§ **Task to complete**
Decide whether each statement agrees with the snowmobile claim article below. Answer yes or no and quote the deciding words of the article.
(a) Carter's attorney sent the notice of claim in a letter dated March 19.
(b) Hilde's snowmobile was left upturned in the rocks north of the top of the dam.
(c) The Grand Forks warning signs were removed on March 6 this year.

Snowmobiler seeks $50,000 from East Grand Forks for 'negligence'
EAST GRAND FORKS - One of the two men who drove snowmobiles over the dam on the Red River on March 14 on the north side of Grand Forks and East Grand Forks has filed a claim for $50,000 from the city of East Grand Forks for what his attorney said are injuries due to negligence by the city in the incident.
Bruce Carter, 23, drove an Arctic Cat snowmobile over the top of the dam and was able to walk through shallow running water on top of the dam to the Minnesota shore, leaving his upturned snowmobile in the rocks a few feet north of the top of the dam.
With Carter that day on the river was Donn Hilde, 36, who went farther over the dam, hitting the rocks then sliding into open water and briefly submerging, before coming up to grab the edge of ice.
An off-duty police officer from East Grand Forks, his mother and a nearby resident, all who were walking nearby, pulled Hilde to safety. Hilde told his rescuers he couldn't hold on much longer and thanked them after he was pulled to shore.
His snowmobile sank.
Hilde was hospitalized for a few days, but apparently not seriously injured.
It is unclear whether Carter received medical treatment.
In a letter dated March 19 to Ron Galstad, city attorney for East Grand Forks, Carter's attorney, Robert LaBine of Grand Forks, wrote that the letter was a "notice of claim on the part of Bruce Carter in connection with personal injuries he sustained in a snowmobiling accident which occurred at approximately 12:30 p.m. on (March 14) as the result of the negligence of the city of East Grand Forks."
"While the full magnitude of Mr. Carter's injuries is presently unknown, he would make a preliminary demand for compensation of $50,000," LaBine wrote. "Please understand that our demand for compensation may change as our investigation continues."
LaBine declined to say much about the claim Wednesday, including what the alleged injuries or the alleged negligence involved, saying he doesn't want to argue Carter's case in the newspaper.
One of the questions many asked after the accident was why Carter and Hilde, who both live in Grand Forks, could have driven over the dam, especially because of warning signs along the river bank.
After a man drowned in 1999 after going over the dam on a snowmobile, his family pressed the city of Grand Forks to erect warning signs. Some City Council members at the time were reluctant to do so, saying erecting the signs would increase the city's liability in case of an accident.
But after improvements were made to the dam by 2001, warning signs were erected, said Mark Aubol, Grand Forks superintendent of streets. Two signs now are up, about 200 yards apart, south of the dam on the North Dakota side, warning of a dam ahead, Aubol said.
But every spring, he has the signs removed because rising waters and ice chunks would rip them up and out, he said. Each sign costs $5,000.
This year, he had the signs removed March 6 in anticipation of flooding, Aubol said. It's always a tough decision when to remove the signs -- before it's too muddy to reach the hard-to-get-to site but after snowmobiling is done for the season, Aubol said.
East Grand Forks used to have identical signs up along the river but took them down after the flood control project made access to the signs very difficult, Aubol said.
Randy Gust, fire chief and emergency management director, said the city does not have warning signs about the dam, partly because it doesn't want to encourage people to use the river for snowmobiling.
Scott Huizenga, East Grand Forks city administrator, said Carter's claim will go to the city's insurer, which no doubt will investigate it before deciding whether to pay it.

§ **Dataset records**

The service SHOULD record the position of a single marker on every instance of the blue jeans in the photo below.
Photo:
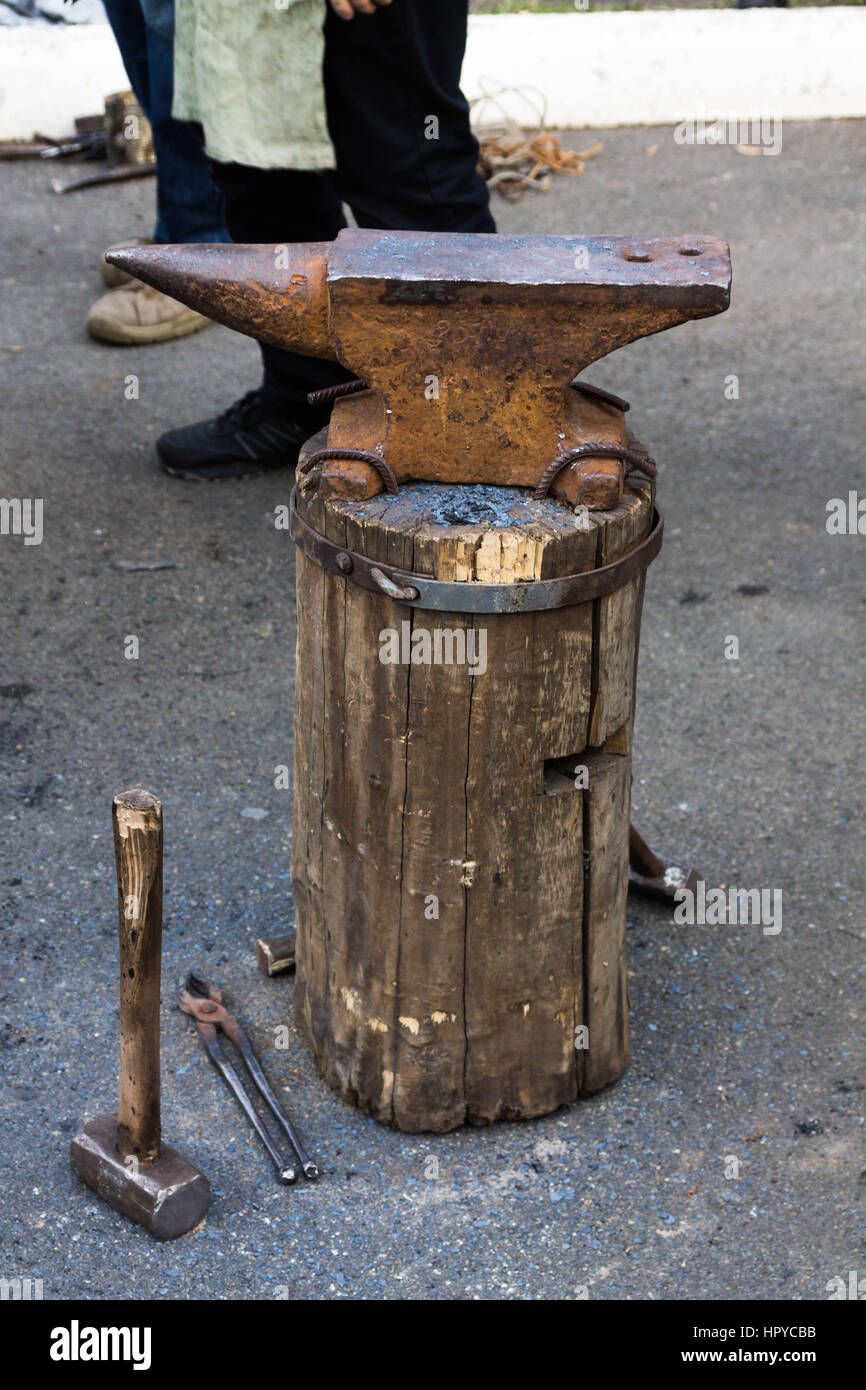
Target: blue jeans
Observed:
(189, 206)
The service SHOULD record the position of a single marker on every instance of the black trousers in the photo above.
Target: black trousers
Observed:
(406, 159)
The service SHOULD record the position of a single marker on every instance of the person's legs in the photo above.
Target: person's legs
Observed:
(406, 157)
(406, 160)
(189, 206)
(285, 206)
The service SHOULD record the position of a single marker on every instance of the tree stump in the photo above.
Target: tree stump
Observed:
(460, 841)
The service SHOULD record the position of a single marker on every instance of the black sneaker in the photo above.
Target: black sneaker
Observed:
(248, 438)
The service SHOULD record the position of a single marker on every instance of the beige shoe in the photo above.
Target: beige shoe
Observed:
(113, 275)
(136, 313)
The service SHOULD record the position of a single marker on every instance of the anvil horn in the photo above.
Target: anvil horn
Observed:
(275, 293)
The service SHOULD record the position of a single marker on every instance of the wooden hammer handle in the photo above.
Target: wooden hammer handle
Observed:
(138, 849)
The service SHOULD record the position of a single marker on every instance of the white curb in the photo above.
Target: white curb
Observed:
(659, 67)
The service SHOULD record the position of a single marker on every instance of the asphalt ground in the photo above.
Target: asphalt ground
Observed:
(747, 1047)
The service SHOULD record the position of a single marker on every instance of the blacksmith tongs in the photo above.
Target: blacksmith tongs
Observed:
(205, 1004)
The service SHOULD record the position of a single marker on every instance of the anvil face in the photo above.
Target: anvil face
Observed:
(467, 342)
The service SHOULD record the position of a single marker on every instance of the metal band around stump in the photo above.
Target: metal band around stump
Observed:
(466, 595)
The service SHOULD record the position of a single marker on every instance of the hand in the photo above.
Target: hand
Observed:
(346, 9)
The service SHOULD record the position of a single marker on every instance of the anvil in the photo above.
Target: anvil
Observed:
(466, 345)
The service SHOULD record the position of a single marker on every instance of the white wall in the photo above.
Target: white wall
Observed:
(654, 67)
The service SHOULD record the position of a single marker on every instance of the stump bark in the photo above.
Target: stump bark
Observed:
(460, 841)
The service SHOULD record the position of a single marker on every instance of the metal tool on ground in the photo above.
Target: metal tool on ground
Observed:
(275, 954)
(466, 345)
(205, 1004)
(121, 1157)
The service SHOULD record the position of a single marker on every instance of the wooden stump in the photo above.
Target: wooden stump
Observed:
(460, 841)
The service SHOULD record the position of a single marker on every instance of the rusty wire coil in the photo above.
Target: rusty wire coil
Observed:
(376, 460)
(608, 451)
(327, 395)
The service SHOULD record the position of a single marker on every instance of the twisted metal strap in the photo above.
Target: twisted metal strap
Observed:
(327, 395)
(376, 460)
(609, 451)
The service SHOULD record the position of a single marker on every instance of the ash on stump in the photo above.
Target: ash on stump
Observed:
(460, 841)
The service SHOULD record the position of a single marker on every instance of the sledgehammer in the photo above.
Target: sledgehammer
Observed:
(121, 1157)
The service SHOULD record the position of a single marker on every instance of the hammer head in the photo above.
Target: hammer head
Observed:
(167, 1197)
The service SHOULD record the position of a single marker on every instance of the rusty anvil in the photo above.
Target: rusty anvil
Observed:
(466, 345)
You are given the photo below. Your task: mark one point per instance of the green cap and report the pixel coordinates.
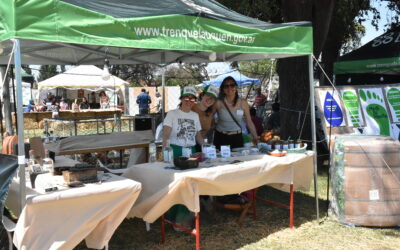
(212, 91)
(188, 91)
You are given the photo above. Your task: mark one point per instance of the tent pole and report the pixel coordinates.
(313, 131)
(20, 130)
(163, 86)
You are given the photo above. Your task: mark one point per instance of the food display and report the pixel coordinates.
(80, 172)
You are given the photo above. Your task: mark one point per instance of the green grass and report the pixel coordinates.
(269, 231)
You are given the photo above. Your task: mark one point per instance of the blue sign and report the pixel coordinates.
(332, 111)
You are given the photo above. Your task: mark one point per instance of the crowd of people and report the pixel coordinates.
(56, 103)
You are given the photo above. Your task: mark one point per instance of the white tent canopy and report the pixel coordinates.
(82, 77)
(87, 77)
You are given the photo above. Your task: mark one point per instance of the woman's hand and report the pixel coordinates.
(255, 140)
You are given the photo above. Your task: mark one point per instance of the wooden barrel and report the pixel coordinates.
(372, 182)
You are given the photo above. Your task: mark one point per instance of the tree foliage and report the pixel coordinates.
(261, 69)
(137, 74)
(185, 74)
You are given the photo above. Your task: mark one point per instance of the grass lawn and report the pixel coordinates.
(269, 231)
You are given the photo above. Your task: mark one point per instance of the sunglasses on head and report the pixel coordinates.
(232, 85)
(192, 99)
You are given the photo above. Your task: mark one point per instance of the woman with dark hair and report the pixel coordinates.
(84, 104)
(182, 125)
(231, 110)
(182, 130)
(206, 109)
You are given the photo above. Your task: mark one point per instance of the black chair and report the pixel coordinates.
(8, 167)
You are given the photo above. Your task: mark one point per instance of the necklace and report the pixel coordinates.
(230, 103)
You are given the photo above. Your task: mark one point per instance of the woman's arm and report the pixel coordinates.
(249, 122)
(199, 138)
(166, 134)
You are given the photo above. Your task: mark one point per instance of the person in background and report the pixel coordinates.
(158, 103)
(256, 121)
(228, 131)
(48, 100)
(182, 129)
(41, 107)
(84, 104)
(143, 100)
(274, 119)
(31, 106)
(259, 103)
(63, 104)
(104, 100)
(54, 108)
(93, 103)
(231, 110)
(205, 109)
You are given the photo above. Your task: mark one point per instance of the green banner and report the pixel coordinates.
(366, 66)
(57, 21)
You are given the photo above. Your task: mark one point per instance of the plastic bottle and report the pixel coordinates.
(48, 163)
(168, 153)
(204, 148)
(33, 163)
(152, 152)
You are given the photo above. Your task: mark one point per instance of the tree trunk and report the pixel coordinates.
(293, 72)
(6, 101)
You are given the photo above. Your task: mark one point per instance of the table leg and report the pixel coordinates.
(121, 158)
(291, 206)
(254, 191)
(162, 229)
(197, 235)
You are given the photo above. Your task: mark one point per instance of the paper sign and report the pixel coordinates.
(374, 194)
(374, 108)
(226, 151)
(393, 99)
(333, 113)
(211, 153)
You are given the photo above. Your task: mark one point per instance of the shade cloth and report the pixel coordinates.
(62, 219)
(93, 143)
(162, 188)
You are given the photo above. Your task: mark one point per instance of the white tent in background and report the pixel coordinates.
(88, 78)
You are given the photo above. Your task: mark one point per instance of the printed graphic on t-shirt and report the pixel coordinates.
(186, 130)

§ **The completed task**
(a) Yes: "In a letter dated March 19 to Ron Galstad, city attorney for East Grand Forks, Carter's attorney, Robert LaBine of Grand Forks, wrote"
(b) No: "His snowmobile sank."
(c) Yes: "This year, he had the signs removed March 6 in anticipation of flooding"